■ **EXERCISE REQUIREMENTS**
(a) In the Brahms recital review, where did Finehouse perform?
(b) Please check each statement against the Brahms recital review and mark it yes or no, quoting the words that decide it: (i) The recital was held on a Sunday. (ii) Brahms went 15 years without writing for piano. (iii) Eduard Hanslick was a rival of Brahms.
(c) Write a continuation of the Brahms recital review, picking up after its final sentence.

■ **EXCERPT TO READ**

+===+

Constantine Finehouse’s recital of music from Brahms’s late-in life renaissance in writing for piano made his intimate relationship with the music of Brahms instantly palpable. At St. Paul’s Episcopal Church in Newburyport on Sunday, for the Ballets Russes Arts Initiative, Finehouse explored pieces created after the composer’s 15-year hiatus from writing for piano.

Brahms had assisted with the publication of the complete works of Robert Schumann and Chopin in 1877, inspiring the eight Piano Pieces, Op. 76 so permeated with Schumans’s quixotic shifts in mood, as well as the aching melancholy and textural fluidity so characteristic of Chopin’s rhetoric. Few have described Piano Pieces, Opp. 118 and 119 more eloquently than Brahms’s friend, the critic Eduard Hanslick, who called them “monologues that he conducts with himself and for himself on lonely evenings, in defiantly pessimistic rebellion, in brooding ruminations, in romantic reminiscences, at times in dream-like wistfulness.” However, with the “relative neutrality” of the title, Brahms seems to have wanted to avoid over-poeticizing and forming associations in his music.

+===+

Collected data:

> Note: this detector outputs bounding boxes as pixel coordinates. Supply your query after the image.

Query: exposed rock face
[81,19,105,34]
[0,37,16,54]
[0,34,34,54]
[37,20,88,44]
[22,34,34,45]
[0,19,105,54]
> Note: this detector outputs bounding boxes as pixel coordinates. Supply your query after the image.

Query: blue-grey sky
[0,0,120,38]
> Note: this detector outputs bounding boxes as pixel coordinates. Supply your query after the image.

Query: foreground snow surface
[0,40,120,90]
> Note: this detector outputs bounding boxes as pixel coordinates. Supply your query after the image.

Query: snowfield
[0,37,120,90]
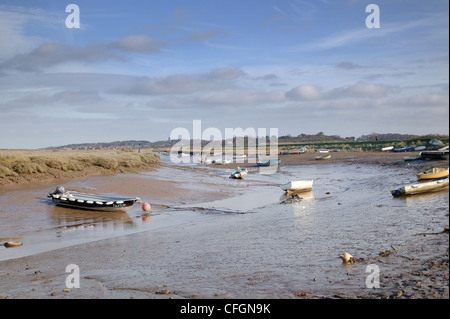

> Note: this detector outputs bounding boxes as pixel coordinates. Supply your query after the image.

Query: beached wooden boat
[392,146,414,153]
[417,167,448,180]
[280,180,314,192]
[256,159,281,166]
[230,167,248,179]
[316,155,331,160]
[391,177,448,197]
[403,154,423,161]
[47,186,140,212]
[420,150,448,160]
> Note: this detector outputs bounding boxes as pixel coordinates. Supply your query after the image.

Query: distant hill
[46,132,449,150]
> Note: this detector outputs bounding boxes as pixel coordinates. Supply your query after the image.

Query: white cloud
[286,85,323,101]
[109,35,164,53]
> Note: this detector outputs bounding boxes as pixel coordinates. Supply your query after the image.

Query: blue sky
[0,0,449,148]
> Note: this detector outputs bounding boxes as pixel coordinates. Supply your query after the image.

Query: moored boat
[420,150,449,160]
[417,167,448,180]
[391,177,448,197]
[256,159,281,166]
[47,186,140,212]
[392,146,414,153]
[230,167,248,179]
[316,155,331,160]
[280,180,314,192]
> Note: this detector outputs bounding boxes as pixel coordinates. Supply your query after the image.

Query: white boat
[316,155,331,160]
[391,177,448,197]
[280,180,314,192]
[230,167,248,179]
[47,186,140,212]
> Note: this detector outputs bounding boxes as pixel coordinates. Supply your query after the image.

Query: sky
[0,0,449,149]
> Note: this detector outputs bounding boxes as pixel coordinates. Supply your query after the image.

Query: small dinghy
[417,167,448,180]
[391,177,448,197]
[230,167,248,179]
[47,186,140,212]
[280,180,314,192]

+===+

■ **PER-TASK ANSWERS**
(a) At St. Paul’s Episcopal Church in Newburyport.

(b)
(i) Yes: "on Sunday"
(ii) Yes: "the composer’s 15-year hiatus from writing for piano"
(iii) No: "Brahms’s friend, the critic Eduard Hanslick"

(c)
Finehouse began with Acht Klavierstücke, Op. 76 from 1871 – 78. In the first Capriccio, Finehouse’s alternating hands described a wistful cantilena reminiscent of the fourth Ballade op. 10 and artistically expressed the polyrhythmic entanglements. Capriccio II brought out Hungarian-tuned motives and nicely articulated the almost continuous staccato in a mood contrast to the pathos of the predecessor movement. Intermezzo I stands out as a lyrical counterpoint to the preceding burlesque hustle. Expressing the grazioso, with which Brahms continues, he points to a restrained melancholy that permeates the work and leads to a subtle inner tension. In the Schumannesque Intermezzo II, he played a relaxed melodic line that subsequently darkened and gave way to a nervous followed by a melodic passage.

The rondo-like Capriccio III, gave the the pianist occasion to  surprisedwith dramatic features and massive sound substance, anticipating the pathos of Rachmaninoff. A conflict between triplets and duplets forms the main interest in the undulating sixth Intermezzo. Bringing out its sweeping melody in the rapturous middle section rhythmically and harmonically, he anticipated that of the later, second Intermezzo and let the tune sound again — now enriched with arpeggiated chords with intimate and enrapturing harmony. Intermezzo VII begins in a narrative gesture, recalling the somber beginning of the first Ballade from the Op. 10 cycle, while its simple folk-tones reminded one of Chopin’s Nocturne in F Minor, Op. 55.

Finehouse closed this collection with a lively, comparatively bright Capriccio with a syncopated theme and ended with harmonic tensions and agogic developments of the coda that appeared surprising.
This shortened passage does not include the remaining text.